##### Recorded information

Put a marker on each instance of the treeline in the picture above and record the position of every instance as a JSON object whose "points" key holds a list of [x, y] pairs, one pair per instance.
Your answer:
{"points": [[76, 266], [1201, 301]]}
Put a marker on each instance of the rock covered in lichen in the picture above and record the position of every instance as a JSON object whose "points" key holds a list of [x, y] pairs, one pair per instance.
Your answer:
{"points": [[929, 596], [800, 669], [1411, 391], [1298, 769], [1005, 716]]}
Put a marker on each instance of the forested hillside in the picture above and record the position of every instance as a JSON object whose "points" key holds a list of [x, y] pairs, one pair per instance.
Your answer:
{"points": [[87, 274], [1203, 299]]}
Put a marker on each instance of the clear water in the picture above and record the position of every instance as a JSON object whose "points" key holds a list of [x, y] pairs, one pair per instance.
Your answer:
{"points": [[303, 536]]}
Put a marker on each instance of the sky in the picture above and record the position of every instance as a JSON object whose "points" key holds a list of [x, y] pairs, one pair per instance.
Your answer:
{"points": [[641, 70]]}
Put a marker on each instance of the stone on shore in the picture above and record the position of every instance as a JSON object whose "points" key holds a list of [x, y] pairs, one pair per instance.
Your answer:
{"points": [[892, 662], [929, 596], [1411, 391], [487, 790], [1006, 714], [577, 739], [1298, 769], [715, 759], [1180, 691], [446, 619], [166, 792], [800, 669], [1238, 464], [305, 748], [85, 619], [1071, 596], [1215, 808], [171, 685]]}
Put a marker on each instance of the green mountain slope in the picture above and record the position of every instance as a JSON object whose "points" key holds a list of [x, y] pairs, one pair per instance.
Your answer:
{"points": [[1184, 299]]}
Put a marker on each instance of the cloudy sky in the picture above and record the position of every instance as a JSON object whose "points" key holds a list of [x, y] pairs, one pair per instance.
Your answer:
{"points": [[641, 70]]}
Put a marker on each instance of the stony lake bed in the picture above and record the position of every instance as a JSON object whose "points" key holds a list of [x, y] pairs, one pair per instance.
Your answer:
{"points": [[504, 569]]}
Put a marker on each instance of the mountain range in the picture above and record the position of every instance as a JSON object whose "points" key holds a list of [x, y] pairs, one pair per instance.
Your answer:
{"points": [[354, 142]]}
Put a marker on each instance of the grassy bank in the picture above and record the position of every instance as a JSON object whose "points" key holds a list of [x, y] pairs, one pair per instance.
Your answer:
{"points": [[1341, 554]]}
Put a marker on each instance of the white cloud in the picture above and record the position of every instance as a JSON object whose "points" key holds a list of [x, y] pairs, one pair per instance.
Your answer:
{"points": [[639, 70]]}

##########

Given instruction = Write out the records again, substituting "dot" for every occurrence of "marker" and leaving everything else unchanged.

Solved problem =
Put a dot on each instance of the treeline in the picture above and record the position of every instance as a JSON object whose "points" key holds a list of [x, y] pairs, one pair per instance.
Your answer:
{"points": [[76, 266], [1201, 301]]}
Put a dot on each instance of the rock covered in lichen in the picture above and record the position of every instance as a JSON object whose "points" key holds a list of [x, y] pairs, one pair per instance.
Your answer:
{"points": [[929, 596], [800, 669], [1411, 391], [1298, 769], [1005, 716]]}
Put a dot on each instance of the forested hillside in the picture above and record the position of every instance as a JSON object whose "points" key holds a list of [x, y] pairs, one pair per instance.
Your answer:
{"points": [[87, 274], [1203, 299]]}
Put a dot on each instance of the clear water in the picture above and record the position of every instance as a JSON object whose "points" key holds a list of [x, y] pairs, one pair per instance.
Your answer:
{"points": [[303, 536]]}
Put a dot on each instance of the sky in the picture above and record the position of every instance as a JSON object whose "points" key holds a list of [x, y] pairs, one pair per instance.
Your answer:
{"points": [[641, 70]]}
Put a dot on each instance of the stone on shore in the picture above and record the position of every instance as a JSON object whose "points" key holds a list of [x, y] pairs, one pair per instance.
Your answer:
{"points": [[892, 662], [929, 596], [1411, 391], [487, 790], [1006, 714], [577, 739], [1298, 769], [715, 759], [1180, 691], [446, 619], [166, 792], [800, 669], [1238, 464], [305, 748], [85, 619], [1071, 596], [1215, 808], [171, 685]]}
Put a dot on each instance of the green mountain slope in the picture above and record the position of every instance as a JSON object whose "points" key holds a list of [x, y] pairs, one pair per instance.
Your answer:
{"points": [[1184, 299]]}
Put a dot on each instance of the cloudy sky in the picture above and record the position of every instance as a JSON object whose "points" key holds a list of [x, y] pairs, one pair per instance.
Your answer:
{"points": [[641, 70]]}
Put a dot on each instance of the stony lake bed in the picture above and record the position of every instance as a JSON object whose "points" key holds a list of [x, y] pairs, one pair per instance.
Your answer:
{"points": [[504, 569]]}
Put a dot on each instance of the mountain range in the picture above and record the position of every instance as a JSON object whose "points" key holds a list of [x, y] pairs, one pair per instance.
Your answer:
{"points": [[354, 142]]}
Put a dot on each instance of the grassy bank in the picture above and record the position of every instance as a JSON object whose "points" key holds a list of [x, y] pairs, one pair per instance.
Your answer:
{"points": [[1341, 554]]}
Put a dot on each instance of the white cloud in the picture above and record the position of every instance as a JSON object whose "points" key holds a list of [x, y] pairs, one pair per instance.
Your answer:
{"points": [[639, 70]]}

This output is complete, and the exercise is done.